The Coltea hospital was the first great hospital in Romanian Principalities, and has been functioning uninterruptedly ever since. Coltea Hospital sheltered and treated the wounded of the Independence War (Plevna) in 1877, of the war for Cadrilater region (Southern Dobrudja) in 1913, of the Great War for Reunification (1916-1918), of Don Bend and Tatra Mountains’ battles in 1940-1944. To this hospital were brought nearly all the young men injured in the Romanian Revolution in December 1989.

The hospital building, recently restored, dates from 1888, being among the first edifices rebuilt after the proclamation of the Kingdom. Unfortunately, the very same year the City Hall decided the demolition of what might have been today the emblem of the city, the Coltea Tower. The tower had sheltered the church’s bell and served as a fire watchtower, since it was the tallest building in Bucharest. In the 18th and 19th century, the romantic, Gothic style Coltea Tower, was the pride of the city, much admired by travellers visiting Bucharest. Despite many protests from the city’s inhabitants, the Mayor of the time decided on the demolition of the tower which, already dilapidated after repeated earthquakes, was preventing the widening of the boulevard that was going to be the North-South axis of the city.

The fine statue of the founder Mihai Cantacuzino, the oldest monument of this kind in Bucharest (1869, sculptor Karl Storck), stands next to his church. It is worth noting that Mihai Cantacuzino is also the founder of the renowned Sinaia Monastery.
Coltea Church (1699) is among the most beautiful churches in Bucharest and a representative monument of Brancovan art.

Source data ->
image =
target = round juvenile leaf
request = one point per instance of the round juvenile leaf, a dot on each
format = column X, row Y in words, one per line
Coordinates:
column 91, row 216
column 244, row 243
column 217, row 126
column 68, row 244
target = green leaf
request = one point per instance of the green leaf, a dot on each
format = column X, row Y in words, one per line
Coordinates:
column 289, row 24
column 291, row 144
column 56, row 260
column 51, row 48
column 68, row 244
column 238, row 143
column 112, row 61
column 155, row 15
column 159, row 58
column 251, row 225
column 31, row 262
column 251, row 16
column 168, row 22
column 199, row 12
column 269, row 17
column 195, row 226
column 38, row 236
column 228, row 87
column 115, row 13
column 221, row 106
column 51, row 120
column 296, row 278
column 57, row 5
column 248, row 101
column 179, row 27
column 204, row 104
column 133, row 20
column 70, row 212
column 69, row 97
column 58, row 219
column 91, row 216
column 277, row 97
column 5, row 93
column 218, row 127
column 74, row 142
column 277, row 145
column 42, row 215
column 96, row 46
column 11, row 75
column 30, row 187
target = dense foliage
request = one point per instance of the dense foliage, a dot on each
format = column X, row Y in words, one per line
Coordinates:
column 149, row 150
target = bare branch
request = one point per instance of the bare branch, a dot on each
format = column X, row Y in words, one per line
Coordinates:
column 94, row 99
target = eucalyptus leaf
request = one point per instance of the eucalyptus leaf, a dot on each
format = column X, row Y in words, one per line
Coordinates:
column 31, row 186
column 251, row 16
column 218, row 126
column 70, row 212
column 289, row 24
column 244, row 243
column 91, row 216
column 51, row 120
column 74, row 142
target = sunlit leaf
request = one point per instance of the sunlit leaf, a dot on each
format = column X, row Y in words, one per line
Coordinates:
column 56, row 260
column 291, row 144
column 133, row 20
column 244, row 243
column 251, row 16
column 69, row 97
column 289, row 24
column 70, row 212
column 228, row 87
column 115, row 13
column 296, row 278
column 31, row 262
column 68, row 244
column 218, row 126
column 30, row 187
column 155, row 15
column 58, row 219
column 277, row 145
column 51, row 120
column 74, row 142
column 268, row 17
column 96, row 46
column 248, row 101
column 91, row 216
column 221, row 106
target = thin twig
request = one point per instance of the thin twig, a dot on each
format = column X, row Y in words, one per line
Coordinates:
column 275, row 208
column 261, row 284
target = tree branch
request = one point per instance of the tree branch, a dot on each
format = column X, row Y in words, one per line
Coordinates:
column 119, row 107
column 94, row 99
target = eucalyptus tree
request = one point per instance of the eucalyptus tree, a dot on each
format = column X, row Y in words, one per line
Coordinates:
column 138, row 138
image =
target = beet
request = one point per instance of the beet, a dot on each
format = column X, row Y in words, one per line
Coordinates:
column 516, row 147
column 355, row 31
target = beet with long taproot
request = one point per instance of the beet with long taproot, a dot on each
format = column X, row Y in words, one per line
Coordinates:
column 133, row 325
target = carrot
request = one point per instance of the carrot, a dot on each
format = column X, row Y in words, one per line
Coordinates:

Work item -> Reproduce everything in the passage on Coltea Hospital from "The fine statue" down to "renowned Sinaia Monastery.".

Response for this exercise ->
The fine statue of the founder Mihai Cantacuzino, the oldest monument of this kind in Bucharest (1869, sculptor Karl Storck), stands next to his church. It is worth noting that Mihai Cantacuzino is also the founder of the renowned Sinaia Monastery.